/---

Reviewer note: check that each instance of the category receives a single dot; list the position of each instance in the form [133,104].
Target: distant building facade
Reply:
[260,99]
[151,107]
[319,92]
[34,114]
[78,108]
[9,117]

\---

### [Exercise brief]
Write the whole listing out again, exactly as it appears above.

### [Answer space]
Reviewer note: check that each instance of the category receives a single dot; list the position of each instance in the form [133,104].
Target: distant building facade
Reply:
[260,99]
[151,107]
[319,92]
[34,114]
[78,108]
[9,117]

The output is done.